→ **Direction**
Copy out only those lines running from the line with "drop a point: the ceiling vent" to the end of the listing, keeping each one exactly as it is.

::: Material for the task

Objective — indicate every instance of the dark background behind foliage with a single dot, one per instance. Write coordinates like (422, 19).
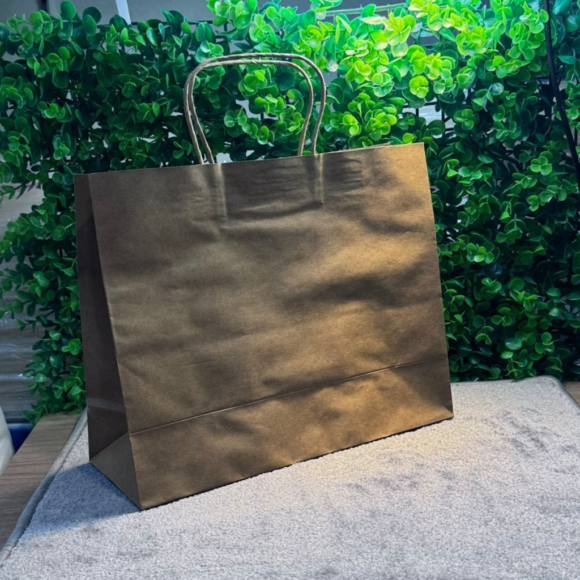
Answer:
(143, 9)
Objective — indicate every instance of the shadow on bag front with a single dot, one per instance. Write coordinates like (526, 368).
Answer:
(241, 317)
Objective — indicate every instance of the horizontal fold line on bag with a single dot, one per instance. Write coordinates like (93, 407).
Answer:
(311, 388)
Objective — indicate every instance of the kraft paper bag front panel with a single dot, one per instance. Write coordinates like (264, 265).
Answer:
(241, 317)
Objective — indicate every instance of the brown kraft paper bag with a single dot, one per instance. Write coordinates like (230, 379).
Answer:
(241, 317)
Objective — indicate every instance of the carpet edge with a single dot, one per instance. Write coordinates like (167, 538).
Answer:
(28, 512)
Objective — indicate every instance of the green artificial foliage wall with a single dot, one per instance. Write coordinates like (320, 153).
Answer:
(78, 96)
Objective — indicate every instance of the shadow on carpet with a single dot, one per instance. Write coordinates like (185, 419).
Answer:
(492, 494)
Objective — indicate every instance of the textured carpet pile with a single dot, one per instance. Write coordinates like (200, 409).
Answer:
(492, 494)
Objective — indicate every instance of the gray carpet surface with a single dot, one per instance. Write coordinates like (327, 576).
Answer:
(492, 494)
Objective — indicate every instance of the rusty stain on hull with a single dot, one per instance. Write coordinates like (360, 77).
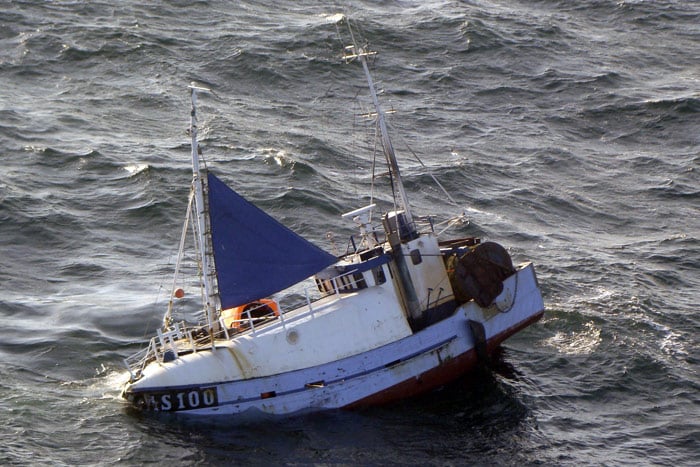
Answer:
(449, 370)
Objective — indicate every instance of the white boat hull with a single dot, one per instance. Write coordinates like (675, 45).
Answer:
(414, 364)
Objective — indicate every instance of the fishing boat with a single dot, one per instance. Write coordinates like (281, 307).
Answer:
(400, 313)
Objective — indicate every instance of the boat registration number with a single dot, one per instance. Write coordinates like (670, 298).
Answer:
(189, 399)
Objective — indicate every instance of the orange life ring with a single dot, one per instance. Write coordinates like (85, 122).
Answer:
(234, 318)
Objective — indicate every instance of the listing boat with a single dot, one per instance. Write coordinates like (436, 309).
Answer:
(399, 314)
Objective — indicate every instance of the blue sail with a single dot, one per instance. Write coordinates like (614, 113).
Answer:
(255, 255)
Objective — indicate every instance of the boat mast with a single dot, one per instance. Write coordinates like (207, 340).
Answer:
(201, 215)
(387, 146)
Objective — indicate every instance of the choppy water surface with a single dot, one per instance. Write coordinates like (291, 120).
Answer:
(568, 131)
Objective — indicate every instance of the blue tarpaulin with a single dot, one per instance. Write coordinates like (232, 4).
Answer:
(255, 255)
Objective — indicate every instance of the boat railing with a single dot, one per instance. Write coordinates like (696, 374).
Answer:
(184, 338)
(167, 345)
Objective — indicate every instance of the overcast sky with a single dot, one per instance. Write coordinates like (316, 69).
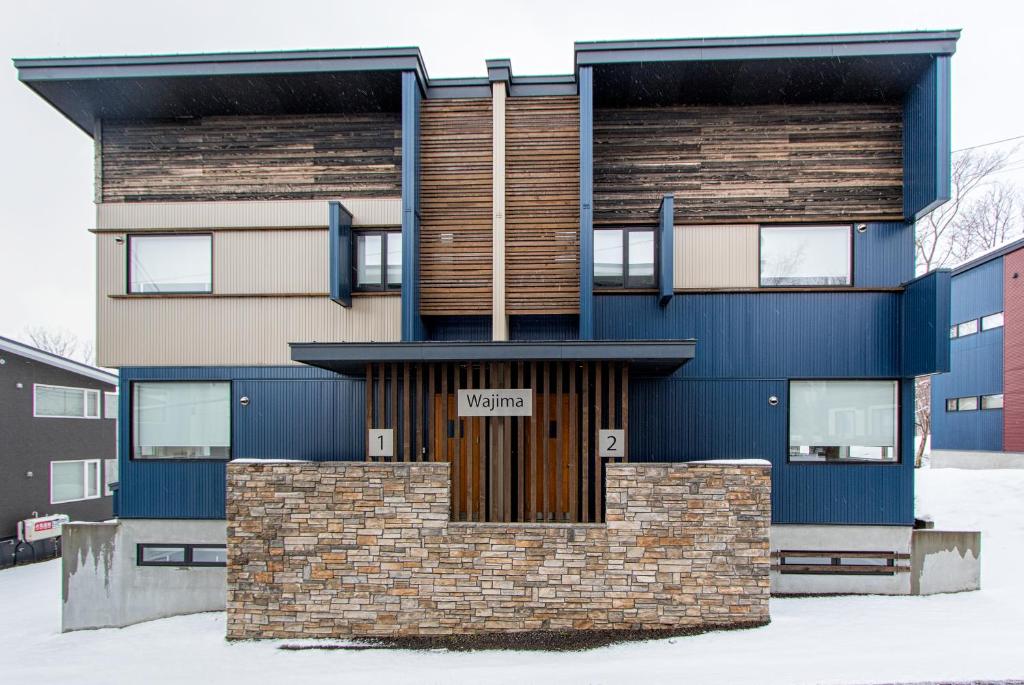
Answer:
(46, 253)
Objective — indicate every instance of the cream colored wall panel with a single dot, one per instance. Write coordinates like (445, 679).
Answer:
(198, 331)
(716, 256)
(243, 214)
(269, 261)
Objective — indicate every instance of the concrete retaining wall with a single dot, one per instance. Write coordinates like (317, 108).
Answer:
(102, 587)
(358, 549)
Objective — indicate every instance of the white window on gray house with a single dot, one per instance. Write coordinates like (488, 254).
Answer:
(806, 256)
(74, 480)
(991, 322)
(60, 402)
(170, 263)
(181, 420)
(110, 405)
(844, 421)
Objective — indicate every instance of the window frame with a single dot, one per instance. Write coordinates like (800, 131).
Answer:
(85, 479)
(802, 226)
(230, 423)
(85, 401)
(626, 283)
(899, 425)
(384, 286)
(188, 549)
(128, 245)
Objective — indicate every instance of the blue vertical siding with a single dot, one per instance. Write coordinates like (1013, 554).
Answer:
(925, 325)
(883, 255)
(927, 140)
(412, 325)
(766, 335)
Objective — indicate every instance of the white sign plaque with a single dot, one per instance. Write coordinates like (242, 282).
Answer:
(380, 442)
(496, 402)
(610, 442)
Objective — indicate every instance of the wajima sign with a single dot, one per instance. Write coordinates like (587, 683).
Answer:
(496, 402)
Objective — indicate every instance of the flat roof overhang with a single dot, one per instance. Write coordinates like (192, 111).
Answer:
(650, 357)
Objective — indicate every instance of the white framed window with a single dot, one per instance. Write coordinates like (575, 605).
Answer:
(110, 475)
(74, 480)
(967, 328)
(181, 420)
(844, 421)
(170, 263)
(57, 401)
(111, 405)
(992, 322)
(817, 256)
(991, 401)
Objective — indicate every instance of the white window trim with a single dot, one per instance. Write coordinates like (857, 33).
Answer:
(85, 474)
(85, 401)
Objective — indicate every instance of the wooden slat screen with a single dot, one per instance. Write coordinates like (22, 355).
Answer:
(456, 207)
(252, 158)
(514, 469)
(750, 164)
(542, 223)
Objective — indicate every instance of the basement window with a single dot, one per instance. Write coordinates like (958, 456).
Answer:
(378, 260)
(844, 421)
(181, 555)
(162, 264)
(806, 256)
(624, 258)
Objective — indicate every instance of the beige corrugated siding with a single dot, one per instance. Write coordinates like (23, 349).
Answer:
(716, 256)
(244, 214)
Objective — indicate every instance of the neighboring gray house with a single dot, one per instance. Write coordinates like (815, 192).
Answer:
(57, 437)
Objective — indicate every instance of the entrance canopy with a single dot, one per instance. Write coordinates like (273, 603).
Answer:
(650, 357)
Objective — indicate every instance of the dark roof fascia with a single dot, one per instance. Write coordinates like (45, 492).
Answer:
(36, 354)
(655, 356)
(767, 47)
(989, 256)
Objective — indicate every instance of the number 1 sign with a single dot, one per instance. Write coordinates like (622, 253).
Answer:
(610, 442)
(380, 442)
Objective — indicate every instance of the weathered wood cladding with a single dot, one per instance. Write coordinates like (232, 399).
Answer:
(456, 207)
(252, 158)
(543, 205)
(749, 164)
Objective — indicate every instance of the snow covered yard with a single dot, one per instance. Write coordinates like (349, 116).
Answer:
(833, 640)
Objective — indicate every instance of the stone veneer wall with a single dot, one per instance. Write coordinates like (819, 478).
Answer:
(336, 549)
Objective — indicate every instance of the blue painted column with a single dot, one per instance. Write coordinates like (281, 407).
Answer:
(586, 203)
(412, 324)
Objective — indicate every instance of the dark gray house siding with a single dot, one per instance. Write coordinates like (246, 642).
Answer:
(29, 444)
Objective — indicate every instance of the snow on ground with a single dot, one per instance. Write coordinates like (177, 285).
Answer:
(827, 640)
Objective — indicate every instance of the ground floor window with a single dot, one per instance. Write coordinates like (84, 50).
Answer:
(74, 480)
(844, 421)
(173, 420)
(181, 555)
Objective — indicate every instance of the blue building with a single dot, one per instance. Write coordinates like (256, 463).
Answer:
(683, 250)
(978, 407)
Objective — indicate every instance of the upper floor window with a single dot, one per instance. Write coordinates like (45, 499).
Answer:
(806, 256)
(181, 420)
(170, 263)
(60, 402)
(844, 421)
(624, 258)
(991, 322)
(378, 260)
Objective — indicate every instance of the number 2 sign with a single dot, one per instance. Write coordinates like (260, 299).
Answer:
(380, 442)
(610, 442)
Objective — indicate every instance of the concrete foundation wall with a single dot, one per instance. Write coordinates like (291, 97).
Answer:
(846, 539)
(957, 459)
(102, 587)
(945, 561)
(339, 550)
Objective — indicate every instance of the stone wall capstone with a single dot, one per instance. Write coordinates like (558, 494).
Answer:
(343, 550)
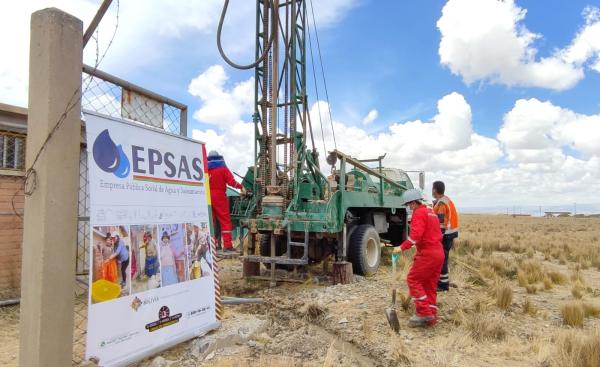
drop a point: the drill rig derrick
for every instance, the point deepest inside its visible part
(300, 214)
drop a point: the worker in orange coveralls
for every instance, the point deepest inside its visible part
(423, 276)
(219, 178)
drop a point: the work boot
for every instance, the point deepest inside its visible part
(421, 321)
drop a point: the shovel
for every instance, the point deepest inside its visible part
(390, 312)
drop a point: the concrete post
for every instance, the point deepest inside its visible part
(48, 272)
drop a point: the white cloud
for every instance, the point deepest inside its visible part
(586, 44)
(370, 117)
(527, 164)
(221, 106)
(537, 132)
(487, 40)
(149, 32)
(447, 142)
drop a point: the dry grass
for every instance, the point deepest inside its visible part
(574, 349)
(557, 277)
(577, 276)
(533, 271)
(330, 357)
(529, 307)
(531, 289)
(483, 327)
(314, 313)
(577, 290)
(263, 361)
(398, 350)
(504, 296)
(591, 310)
(406, 302)
(573, 314)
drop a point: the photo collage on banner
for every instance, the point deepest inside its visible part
(152, 283)
(139, 258)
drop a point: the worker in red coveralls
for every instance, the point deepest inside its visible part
(219, 178)
(423, 276)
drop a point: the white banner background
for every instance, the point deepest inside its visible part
(117, 332)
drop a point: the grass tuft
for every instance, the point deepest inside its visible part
(529, 307)
(573, 314)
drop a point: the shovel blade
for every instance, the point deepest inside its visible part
(392, 317)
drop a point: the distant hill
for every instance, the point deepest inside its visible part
(533, 209)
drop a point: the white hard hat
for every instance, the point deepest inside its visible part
(411, 195)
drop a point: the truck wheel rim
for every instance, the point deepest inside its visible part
(372, 252)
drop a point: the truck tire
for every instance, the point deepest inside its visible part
(265, 248)
(364, 251)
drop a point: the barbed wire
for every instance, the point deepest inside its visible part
(30, 179)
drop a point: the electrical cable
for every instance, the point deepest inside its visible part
(323, 74)
(312, 62)
(30, 180)
(274, 26)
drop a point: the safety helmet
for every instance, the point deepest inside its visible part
(411, 195)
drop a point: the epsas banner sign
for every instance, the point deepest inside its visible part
(151, 278)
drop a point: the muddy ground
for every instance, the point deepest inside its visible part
(315, 323)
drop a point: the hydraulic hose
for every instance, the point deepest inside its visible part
(274, 25)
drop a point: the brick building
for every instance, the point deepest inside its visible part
(13, 130)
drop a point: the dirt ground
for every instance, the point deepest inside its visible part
(544, 264)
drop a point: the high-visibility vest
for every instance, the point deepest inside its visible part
(446, 211)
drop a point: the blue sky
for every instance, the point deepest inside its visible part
(499, 99)
(384, 55)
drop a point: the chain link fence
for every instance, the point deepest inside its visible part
(111, 96)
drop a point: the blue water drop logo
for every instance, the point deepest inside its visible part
(122, 170)
(110, 157)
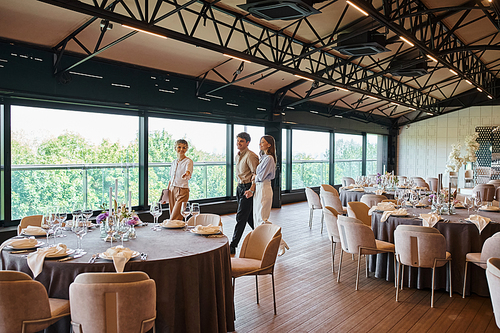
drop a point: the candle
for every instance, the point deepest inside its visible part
(129, 201)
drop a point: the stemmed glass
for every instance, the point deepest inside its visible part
(185, 210)
(195, 210)
(80, 229)
(156, 211)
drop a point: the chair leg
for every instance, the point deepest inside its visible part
(449, 270)
(398, 264)
(274, 293)
(357, 271)
(340, 264)
(322, 219)
(465, 278)
(432, 285)
(257, 288)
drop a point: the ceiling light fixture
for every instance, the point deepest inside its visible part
(146, 32)
(361, 10)
(406, 41)
(240, 59)
(303, 77)
(432, 58)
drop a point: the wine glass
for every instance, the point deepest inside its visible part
(195, 210)
(156, 211)
(80, 229)
(185, 210)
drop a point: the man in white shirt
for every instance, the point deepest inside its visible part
(246, 163)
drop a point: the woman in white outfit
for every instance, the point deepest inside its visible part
(261, 189)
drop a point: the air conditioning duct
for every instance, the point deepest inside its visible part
(281, 9)
(368, 43)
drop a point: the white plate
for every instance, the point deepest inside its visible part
(106, 257)
(204, 232)
(59, 256)
(10, 247)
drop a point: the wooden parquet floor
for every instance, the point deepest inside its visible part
(309, 299)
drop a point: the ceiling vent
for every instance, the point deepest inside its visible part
(280, 10)
(400, 68)
(362, 45)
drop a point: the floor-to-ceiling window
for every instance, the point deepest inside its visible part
(70, 159)
(207, 149)
(310, 154)
(348, 156)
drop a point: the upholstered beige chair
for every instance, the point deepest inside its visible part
(491, 248)
(331, 216)
(433, 184)
(493, 277)
(486, 192)
(25, 306)
(205, 219)
(419, 246)
(328, 188)
(357, 238)
(495, 182)
(372, 199)
(34, 220)
(332, 200)
(359, 210)
(314, 202)
(113, 302)
(346, 181)
(258, 255)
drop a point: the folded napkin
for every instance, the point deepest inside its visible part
(173, 223)
(34, 231)
(206, 229)
(121, 255)
(400, 211)
(36, 259)
(430, 220)
(479, 221)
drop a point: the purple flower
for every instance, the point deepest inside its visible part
(101, 217)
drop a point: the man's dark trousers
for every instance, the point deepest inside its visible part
(244, 213)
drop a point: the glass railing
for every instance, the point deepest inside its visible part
(35, 187)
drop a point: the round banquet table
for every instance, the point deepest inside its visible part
(192, 275)
(461, 238)
(348, 196)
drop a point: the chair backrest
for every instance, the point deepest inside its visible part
(332, 200)
(262, 243)
(486, 192)
(433, 184)
(34, 220)
(21, 299)
(372, 199)
(421, 183)
(328, 188)
(493, 276)
(113, 302)
(313, 199)
(418, 246)
(331, 216)
(205, 219)
(491, 248)
(495, 182)
(359, 210)
(346, 181)
(354, 233)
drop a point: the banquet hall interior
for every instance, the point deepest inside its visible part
(396, 99)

::::::

→ **Solution to this task**
drop a point: the ceiling vent
for every instance, the point deepest inside its visible part
(280, 10)
(400, 68)
(362, 45)
drop a point: the floor-to-ceiling window
for every instance, the point deepest inside its visible part
(70, 159)
(207, 149)
(310, 154)
(348, 156)
drop a point: the upholstered beige chair
for every instance, the point deepest inside its visible part
(491, 248)
(331, 216)
(433, 184)
(493, 277)
(486, 192)
(25, 306)
(205, 219)
(419, 246)
(328, 188)
(357, 238)
(495, 182)
(372, 199)
(34, 220)
(332, 200)
(359, 210)
(314, 202)
(113, 302)
(346, 181)
(258, 255)
drop a point: the folded napkin
for every instance, the point deepest inside its visible part
(173, 223)
(34, 231)
(206, 229)
(121, 255)
(400, 211)
(36, 259)
(430, 220)
(479, 221)
drop a point: the purple flower
for every instance, the point deepest inside its visible part
(101, 217)
drop a point: the man's dark trousers
for every instance, the point deepest inside its visible part
(244, 213)
drop a point: the glass railing
for every instance, the point deepest inside its visible part
(35, 187)
drop a point: the round banquet table
for every instance, the point deepest inside its visible part
(192, 275)
(461, 238)
(348, 196)
drop a point: the chair backrest
for every instance, the point deepest inside its visible part
(332, 200)
(262, 243)
(486, 192)
(433, 184)
(34, 220)
(21, 299)
(372, 199)
(421, 183)
(328, 188)
(493, 276)
(113, 302)
(313, 199)
(418, 246)
(331, 216)
(205, 219)
(491, 248)
(495, 182)
(359, 210)
(346, 181)
(354, 233)
drop a point: the banquet hall interior
for every instance, the point deepest inside its visible part
(396, 99)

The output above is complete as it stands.